[Some records]
------------
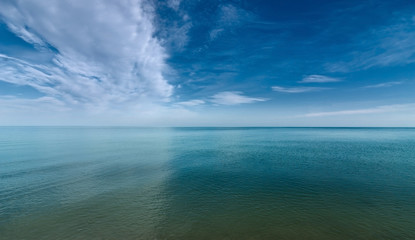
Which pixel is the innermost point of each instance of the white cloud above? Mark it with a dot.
(228, 17)
(386, 84)
(318, 79)
(234, 98)
(174, 4)
(297, 89)
(192, 103)
(105, 50)
(379, 109)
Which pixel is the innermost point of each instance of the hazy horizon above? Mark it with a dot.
(208, 63)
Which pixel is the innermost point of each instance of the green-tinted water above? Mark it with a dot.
(207, 183)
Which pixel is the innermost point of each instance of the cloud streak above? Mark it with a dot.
(104, 51)
(386, 84)
(318, 79)
(233, 98)
(297, 89)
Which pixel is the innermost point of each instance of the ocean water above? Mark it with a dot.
(207, 183)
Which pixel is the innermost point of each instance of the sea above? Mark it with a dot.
(207, 183)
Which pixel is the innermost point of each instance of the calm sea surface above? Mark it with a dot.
(207, 183)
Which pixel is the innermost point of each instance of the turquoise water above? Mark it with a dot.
(207, 183)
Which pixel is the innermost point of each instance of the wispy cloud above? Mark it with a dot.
(88, 66)
(192, 103)
(228, 17)
(378, 109)
(234, 98)
(318, 79)
(386, 84)
(297, 89)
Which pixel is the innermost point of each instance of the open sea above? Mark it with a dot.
(207, 183)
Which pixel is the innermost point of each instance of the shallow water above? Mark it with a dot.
(207, 183)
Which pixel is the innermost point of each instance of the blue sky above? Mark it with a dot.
(207, 63)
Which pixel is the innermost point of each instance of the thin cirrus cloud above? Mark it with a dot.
(318, 79)
(87, 65)
(233, 98)
(297, 89)
(192, 103)
(386, 84)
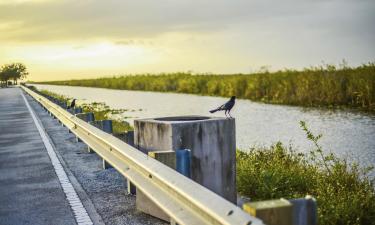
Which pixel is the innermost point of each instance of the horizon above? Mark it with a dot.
(63, 40)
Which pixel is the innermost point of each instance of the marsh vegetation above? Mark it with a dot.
(321, 86)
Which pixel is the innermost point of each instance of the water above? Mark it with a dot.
(348, 134)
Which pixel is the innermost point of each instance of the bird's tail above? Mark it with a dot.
(213, 111)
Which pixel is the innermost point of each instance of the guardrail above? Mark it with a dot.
(185, 201)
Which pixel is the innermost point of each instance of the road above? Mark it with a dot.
(32, 189)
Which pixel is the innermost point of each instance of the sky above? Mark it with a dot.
(73, 39)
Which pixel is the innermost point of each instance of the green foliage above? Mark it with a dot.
(344, 192)
(14, 71)
(326, 86)
(100, 110)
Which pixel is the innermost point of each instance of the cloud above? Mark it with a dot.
(116, 20)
------------
* _WHAT IS EXPECTED_
Find the line containing "surface above? Mark it with a dot." in the listing above. Please restate word for word that line through the last one, leaving out the pictures.

* _WORKED ANSWER_
Which pixel is the innermost point of each instance of the calm sea surface above? Mark it with a dot.
(207, 183)
Which pixel is the innermost point of each instance of the turquoise water above? Mark it with a dot.
(207, 183)
Which pixel is the innermost point of each instance of the wispy cloud above? Mark it with a dot.
(88, 66)
(192, 103)
(228, 17)
(378, 109)
(234, 98)
(318, 79)
(386, 84)
(297, 89)
Which pixel is the innermost point of each instance of the open sea above? Mark it with a dot.
(207, 183)
Which pixel is the innermost point of each instance of the shallow water above? Mark it with a dot.
(207, 183)
Which pixel is the innermost point of each instance of the blue sky above? Mark it with a dot.
(207, 63)
Which pixel is the innermost point of each instance of the thin cirrus cloud above? Mark it with a dot.
(318, 79)
(87, 65)
(233, 98)
(297, 89)
(192, 103)
(386, 84)
Which pixel is the innermost point of each instance of the horizon above? Mark it with a dot.
(63, 40)
Which pixel is the innermost point of each instance of the marsh vegetation above? Mark it with a dot.
(321, 86)
Which pixel is the innermost point of each instance of the water above? Mark it with a dot.
(348, 134)
Which pixel is the innermost point of each instance of the bird's tail above? Mark it with a dot.
(213, 111)
Which pixel is the innermost point of each instance of the guardrail above? Mark it with a dot.
(185, 201)
Which pixel is the innermost point of each instance of the road above? Mark it with a dot.
(32, 189)
Which pixel is the innermost point of each instance of the sky above? Mark it with a dot.
(73, 39)
Which pixel is the innermost point of each instance of the green foliage above? Mark it with a dot.
(344, 192)
(14, 71)
(326, 86)
(100, 110)
Which pixel is the innermost point of each instance of the cloud above? Mark it with a dot.
(116, 20)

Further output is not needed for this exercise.